| GIVEN TASK |
How many lines of the listing below contain the string "field"? Reply with the number alone.
------
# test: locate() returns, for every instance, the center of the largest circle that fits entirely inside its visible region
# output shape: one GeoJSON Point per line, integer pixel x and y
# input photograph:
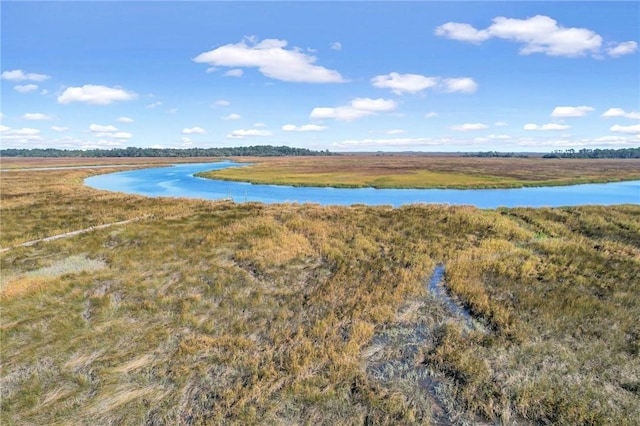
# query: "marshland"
{"type": "Point", "coordinates": [212, 312]}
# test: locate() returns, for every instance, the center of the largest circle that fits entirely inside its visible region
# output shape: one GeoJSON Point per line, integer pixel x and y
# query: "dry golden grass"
{"type": "Point", "coordinates": [401, 171]}
{"type": "Point", "coordinates": [222, 313]}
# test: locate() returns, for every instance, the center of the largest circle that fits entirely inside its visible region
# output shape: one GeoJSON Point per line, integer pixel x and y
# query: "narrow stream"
{"type": "Point", "coordinates": [438, 290]}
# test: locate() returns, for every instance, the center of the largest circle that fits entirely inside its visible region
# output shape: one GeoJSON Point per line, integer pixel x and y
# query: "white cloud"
{"type": "Point", "coordinates": [231, 117]}
{"type": "Point", "coordinates": [303, 128]}
{"type": "Point", "coordinates": [395, 132]}
{"type": "Point", "coordinates": [36, 116]}
{"type": "Point", "coordinates": [537, 34]}
{"type": "Point", "coordinates": [462, 85]}
{"type": "Point", "coordinates": [404, 83]}
{"type": "Point", "coordinates": [415, 83]}
{"type": "Point", "coordinates": [462, 32]}
{"type": "Point", "coordinates": [272, 60]}
{"type": "Point", "coordinates": [25, 88]}
{"type": "Point", "coordinates": [236, 72]}
{"type": "Point", "coordinates": [19, 75]}
{"type": "Point", "coordinates": [240, 134]}
{"type": "Point", "coordinates": [95, 95]}
{"type": "Point", "coordinates": [621, 49]}
{"type": "Point", "coordinates": [358, 108]}
{"type": "Point", "coordinates": [625, 129]}
{"type": "Point", "coordinates": [120, 135]}
{"type": "Point", "coordinates": [619, 112]}
{"type": "Point", "coordinates": [98, 128]}
{"type": "Point", "coordinates": [567, 112]}
{"type": "Point", "coordinates": [194, 131]}
{"type": "Point", "coordinates": [469, 127]}
{"type": "Point", "coordinates": [544, 127]}
{"type": "Point", "coordinates": [498, 137]}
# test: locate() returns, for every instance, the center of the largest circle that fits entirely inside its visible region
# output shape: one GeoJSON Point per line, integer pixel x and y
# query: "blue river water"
{"type": "Point", "coordinates": [178, 181]}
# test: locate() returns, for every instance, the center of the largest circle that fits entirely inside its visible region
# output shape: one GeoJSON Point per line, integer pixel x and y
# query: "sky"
{"type": "Point", "coordinates": [340, 76]}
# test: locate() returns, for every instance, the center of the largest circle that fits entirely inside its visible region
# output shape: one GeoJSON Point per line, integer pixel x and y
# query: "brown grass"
{"type": "Point", "coordinates": [222, 313]}
{"type": "Point", "coordinates": [387, 171]}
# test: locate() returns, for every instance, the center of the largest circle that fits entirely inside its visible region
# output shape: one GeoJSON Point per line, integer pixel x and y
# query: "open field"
{"type": "Point", "coordinates": [401, 171]}
{"type": "Point", "coordinates": [218, 313]}
{"type": "Point", "coordinates": [9, 163]}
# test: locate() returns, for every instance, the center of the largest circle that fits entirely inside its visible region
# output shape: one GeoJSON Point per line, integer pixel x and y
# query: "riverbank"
{"type": "Point", "coordinates": [252, 313]}
{"type": "Point", "coordinates": [428, 172]}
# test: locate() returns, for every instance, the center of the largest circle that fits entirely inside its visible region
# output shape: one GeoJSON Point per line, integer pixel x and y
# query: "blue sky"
{"type": "Point", "coordinates": [342, 76]}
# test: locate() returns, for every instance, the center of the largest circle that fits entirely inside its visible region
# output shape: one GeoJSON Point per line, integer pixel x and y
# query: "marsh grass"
{"type": "Point", "coordinates": [219, 313]}
{"type": "Point", "coordinates": [389, 171]}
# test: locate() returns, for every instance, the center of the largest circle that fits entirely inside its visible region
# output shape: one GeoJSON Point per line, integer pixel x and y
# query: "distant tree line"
{"type": "Point", "coordinates": [245, 151]}
{"type": "Point", "coordinates": [495, 154]}
{"type": "Point", "coordinates": [596, 153]}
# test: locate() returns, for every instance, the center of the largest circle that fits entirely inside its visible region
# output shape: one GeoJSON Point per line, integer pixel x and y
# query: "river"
{"type": "Point", "coordinates": [179, 181]}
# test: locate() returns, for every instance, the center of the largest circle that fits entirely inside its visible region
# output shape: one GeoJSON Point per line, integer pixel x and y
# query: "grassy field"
{"type": "Point", "coordinates": [403, 171]}
{"type": "Point", "coordinates": [220, 313]}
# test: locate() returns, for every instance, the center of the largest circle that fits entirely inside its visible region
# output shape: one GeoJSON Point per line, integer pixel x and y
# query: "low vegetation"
{"type": "Point", "coordinates": [402, 171]}
{"type": "Point", "coordinates": [220, 313]}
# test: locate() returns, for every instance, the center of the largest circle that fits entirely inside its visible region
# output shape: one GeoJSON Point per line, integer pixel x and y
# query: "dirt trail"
{"type": "Point", "coordinates": [72, 233]}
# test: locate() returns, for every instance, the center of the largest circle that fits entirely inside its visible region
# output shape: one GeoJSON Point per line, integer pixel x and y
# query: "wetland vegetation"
{"type": "Point", "coordinates": [403, 171]}
{"type": "Point", "coordinates": [204, 312]}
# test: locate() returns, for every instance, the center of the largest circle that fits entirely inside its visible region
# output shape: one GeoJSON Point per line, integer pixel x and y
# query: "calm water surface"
{"type": "Point", "coordinates": [178, 181]}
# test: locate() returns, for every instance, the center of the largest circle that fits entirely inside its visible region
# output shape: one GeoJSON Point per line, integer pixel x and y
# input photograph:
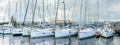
------
| EXPECTED ANSWER |
2